## STATED PROBLEM 1
In the flat-cable connector description, which earlier patent's adapter is useful when one cable's pitch is half that of the other?
## STATED PROBLEM 2
Carry on writing the flat-cable connector description below, starting after its final sentence.

## TEXT EXTRACT
• • • • • • •

Flat cable is available in various pitches, and various means for interconnecting the conductors of such cables, or of a cable with a connector of a different pitch, have been described. Where the pitch of one cable is one-half that of the other, the adapter of U.S. Pat. No. 3,777,299 is useful. In the more usual case wherein the pitch of one cable is not a multiple of that of the other, connectors as described in U.S. Pat. Nos. 3,990,767 and 4,147,399 have been suggested. The former employs a series of identical double-ended contact elements, the two ends being connected by hinged rigid parallel plates, one set of ends progressively diverging from axial alignment with the other set of ends and thus terminating along an arcuate path. In the structure of U.S. Pat. No. 4,147,399, both sets of ends terminate along a flat path but the contact elements are not identical.
The present invention makes possible the use of identical contact elements which can therefore be produced in quantity with maximum efficiency and economy and which reduce the possibility of error in the assembly of the connectors. Both sets of contact element ends terminate along a flat path thereby insuring full electrical contact at each contact element without requiring an unduly long terminal.
These and other advantages are attained by means of a contact element having a deformable flat strap connector between the two terminals, together with an insulative support means which supports the element and the two terminals while permitting deformation of the connector strap to the extent required by the necessary offsetting of ends, all as will be further described in conjunction with the accompanying drawing, in which:
FIG. 1 is an exploded view in perspective indicating the components and arrangement of one form of connector, and, on an enlarged scale.
FIG. 2 is a partial view in perspective of the contact carrier component,
FIG. 3 is a partial view in perspective of the insulating container component,
FIG. 4 is a partial longitudinal sectional elevation of the assembled connector of FIG. 1,
FIG. 5 is a partial transverse sectional elevation of the assembled connector of FIG. 1,
FIG. 6 is a front elevation, and FIG. 7 a side elevation, of another form of contact element, and
FIG. 8 is a plan view of anchoring means as carried by the contact elements of FIGS. 4-7.
The connector illustrated in FIG. 1 will be seen to consist of a lower shell 10, a lower insulator 12, a trough-like insulating container 14, an insulating contact element carrier 16, a multiplicity of contact elements 18, an upper shell 20, an insulating cover 22, a strain relief spring clamp 24 (optional), and retaining clips 26. Certain of these components are illustrated and described in greater detail in connection with the other figures. Designations such as "upper" and "lower" are supplied for convenience and will be understood to refer only to the positions shown in the drawings.
In assembling the connector of FIG. 1, contact elements 18 are first applied and anchored to insulating carrier 16 which is then inserted within trough-like container 14. Clips 26 are applied to the ends of the composite and the whole is inserted into upper shell 20. Lower insulator 12 is inserted in lower shell 10, with edge ridges 121 pressing against the inner edges 101 of the shell and with the top of the insulator fitted against the bottom of the upper assembly; and the two shells are fastened together. Attachment to an appropriate flat cable is accomplished by compressing the cable between the upper surface of the connector and the lower surface of the cover 22. For some installations the cable is folded back over the top of the cover, and a spring clamp 24 is then applied to hold the cable securely in place.

• • • • • • •

Rows from a pointing dataset
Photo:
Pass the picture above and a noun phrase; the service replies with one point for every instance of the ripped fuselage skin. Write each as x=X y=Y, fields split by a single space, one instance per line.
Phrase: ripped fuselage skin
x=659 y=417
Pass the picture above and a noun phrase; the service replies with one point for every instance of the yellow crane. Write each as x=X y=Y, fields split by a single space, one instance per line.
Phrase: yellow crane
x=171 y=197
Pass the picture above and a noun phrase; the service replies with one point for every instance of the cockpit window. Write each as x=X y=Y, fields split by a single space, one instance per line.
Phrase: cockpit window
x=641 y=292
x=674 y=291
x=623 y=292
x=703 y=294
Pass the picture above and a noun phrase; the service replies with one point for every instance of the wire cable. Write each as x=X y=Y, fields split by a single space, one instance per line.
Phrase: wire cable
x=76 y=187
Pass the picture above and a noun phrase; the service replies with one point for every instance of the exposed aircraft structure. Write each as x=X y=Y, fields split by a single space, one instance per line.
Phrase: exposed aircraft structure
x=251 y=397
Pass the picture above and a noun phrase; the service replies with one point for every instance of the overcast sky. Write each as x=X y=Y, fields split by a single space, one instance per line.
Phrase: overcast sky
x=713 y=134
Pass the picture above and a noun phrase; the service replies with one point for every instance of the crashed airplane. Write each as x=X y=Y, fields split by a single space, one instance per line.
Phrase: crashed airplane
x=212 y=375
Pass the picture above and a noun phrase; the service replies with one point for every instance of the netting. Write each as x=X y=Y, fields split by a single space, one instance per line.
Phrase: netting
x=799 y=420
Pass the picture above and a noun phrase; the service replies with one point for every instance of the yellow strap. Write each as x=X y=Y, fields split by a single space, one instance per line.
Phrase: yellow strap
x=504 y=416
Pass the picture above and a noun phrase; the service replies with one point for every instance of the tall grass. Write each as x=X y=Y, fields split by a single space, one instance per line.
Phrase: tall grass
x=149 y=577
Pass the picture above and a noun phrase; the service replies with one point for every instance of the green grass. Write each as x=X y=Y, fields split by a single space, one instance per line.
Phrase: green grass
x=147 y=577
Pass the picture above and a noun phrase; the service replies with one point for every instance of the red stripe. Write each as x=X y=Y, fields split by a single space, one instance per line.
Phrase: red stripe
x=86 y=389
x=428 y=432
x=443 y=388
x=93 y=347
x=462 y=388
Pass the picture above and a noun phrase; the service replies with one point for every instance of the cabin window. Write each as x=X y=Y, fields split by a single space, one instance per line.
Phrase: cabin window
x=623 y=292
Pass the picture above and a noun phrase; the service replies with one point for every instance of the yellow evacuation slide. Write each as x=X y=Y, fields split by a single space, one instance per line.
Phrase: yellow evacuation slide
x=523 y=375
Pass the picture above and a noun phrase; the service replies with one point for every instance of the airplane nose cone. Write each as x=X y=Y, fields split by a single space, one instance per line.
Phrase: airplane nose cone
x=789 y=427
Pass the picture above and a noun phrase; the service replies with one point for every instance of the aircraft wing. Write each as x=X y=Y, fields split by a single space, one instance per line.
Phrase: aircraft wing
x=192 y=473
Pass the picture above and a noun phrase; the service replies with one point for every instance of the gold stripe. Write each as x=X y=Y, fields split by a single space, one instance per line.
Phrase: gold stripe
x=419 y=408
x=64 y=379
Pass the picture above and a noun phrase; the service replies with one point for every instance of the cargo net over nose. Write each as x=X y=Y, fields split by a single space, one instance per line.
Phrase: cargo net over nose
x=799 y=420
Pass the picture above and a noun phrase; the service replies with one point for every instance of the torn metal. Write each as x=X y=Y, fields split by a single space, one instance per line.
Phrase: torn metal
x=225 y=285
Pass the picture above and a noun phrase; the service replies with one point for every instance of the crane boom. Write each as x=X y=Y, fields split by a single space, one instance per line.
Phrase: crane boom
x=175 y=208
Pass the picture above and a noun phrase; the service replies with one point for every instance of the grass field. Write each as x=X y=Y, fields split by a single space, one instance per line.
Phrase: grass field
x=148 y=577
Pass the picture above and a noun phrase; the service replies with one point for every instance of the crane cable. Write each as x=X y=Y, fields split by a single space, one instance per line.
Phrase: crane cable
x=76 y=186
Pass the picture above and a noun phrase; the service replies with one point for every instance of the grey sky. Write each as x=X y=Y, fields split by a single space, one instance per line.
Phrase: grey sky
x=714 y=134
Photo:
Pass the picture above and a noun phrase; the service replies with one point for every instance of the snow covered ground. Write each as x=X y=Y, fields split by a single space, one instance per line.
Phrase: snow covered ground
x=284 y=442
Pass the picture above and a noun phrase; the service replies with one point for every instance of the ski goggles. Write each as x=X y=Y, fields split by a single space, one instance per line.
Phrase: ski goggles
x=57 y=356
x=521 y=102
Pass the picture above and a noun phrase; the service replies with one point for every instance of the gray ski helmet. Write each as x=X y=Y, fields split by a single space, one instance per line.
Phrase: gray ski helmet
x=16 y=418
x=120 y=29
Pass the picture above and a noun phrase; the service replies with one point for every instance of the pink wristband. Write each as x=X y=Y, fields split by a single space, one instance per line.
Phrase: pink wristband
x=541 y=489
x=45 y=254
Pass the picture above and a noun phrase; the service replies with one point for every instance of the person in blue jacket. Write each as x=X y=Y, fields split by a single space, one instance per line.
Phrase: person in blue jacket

• • • • • • •

## WRITTEN ANSWER 1
U.S. Pat. No. 3,777,299.

## WRITTEN ANSWER 2
Carrier 16 is more clearly shown in FIG. 2 to have the general shape of an I-beam, having along both longitudinal edges continuous upper overhangs 162 and interrupted or crenelate lower overhangs 164 defining a central channel 169. Above each crenel or notch 166 in the lower overhang there is provided a perforation 168 in the central beam, for a purpose which will be made apparent.
The trough-like container 14 is notched along both upper inner edges at notches 142 and the bottom 144 is correspondingly perforate at perforations 146 (see FIG. 3). The side walls are grooved near their ends at grooves 148 (FIG. 1) to receive arms 261 of clips 26 which fit against the appropriately shaped ends of carrier 16 and cover 22, the bosses 221 of the latter fitting within slots 262 of the clips. The lower of slots 262 also receives the turned edges 242 of the clamp 24 when used. Elongate bosses 150 along the upper outer wall edges of container 14 rest against the depressed side walls 202 of the upper shell 20, and corner braces 201 of the shell press against the upper corners of container 14 and carrier 16, holding the insulative components firmly together and within the shell.
The form of contact element 18 shown in detail in FIGS. 4 and 5 is designed to make connection between a wire conductor and a pin or male contact member. For such purpose the element includes an upper bifurcate plate or U-contact terminal 181, for example as described in U.S. Pat. Nos. 3,189,863 or 3,444,506, and a lower split tubular socket or female terminal 182. The two are connected together by an intervening flat deformable strap 183. A barbed bifurcate plate 184 extends from near the juncture of the strap and one of the terminals and across and beyond the width of the strap.
The tubular terminal 182 joins the strap 183 through a connecting strip 185 from the upper edge of which the plate 184 extends. Strip 185 is centrally narrowed at arcuate indentations 186 to facilitate conversion from the arcuate shape at the top of the tubular terminal to the flat shape at the juncture with the anchor plate 184. The lower end of the strap 183 fits snugly within the slot 166. The terminal is firmly held against axial movement by contact of the top of the tubular terminal 182 with the bottoms of the crenels 164 and by the anchoring effect of the plate 184 and strip 185. An important feature of these contact elements is that they are formable from a single flat plate of metal.
As shown more particularly in FIG. 5, the anchor plate 184 is inserted in the aperture 168. The bifurcate structure permits the plate to compress slightly during insertion, and the barbs 187 then securely retain the plate within the aperture. By this means the several contact elements are held in place against the carrier 16 during further manipulation.
The tubular terminals 182 are inserted through the apertures 146 in the base 144 of the container 14 and lie within corresponding holes 122 in the lower insulator 12, being accessible through the slightly constricted openings 123.
The U-contacts 181 fit into the notches 142 in the notches 142 in the inner walls of the container 14 and against the outer face of the upper overhang 162. The lower edge of the U-contact rests against the lower surface of the notched area, and the upper extension of the strap 183 to which the U-contact is attached rests against the lower face of the overhang, thereby confining the U-contact against axial movement.
The deformable or foldable strap 183 connecting terminals 181 and 182 lies within the channel 169, with sufficient space to ensure freedom to fold without contacting any adjacent contact element.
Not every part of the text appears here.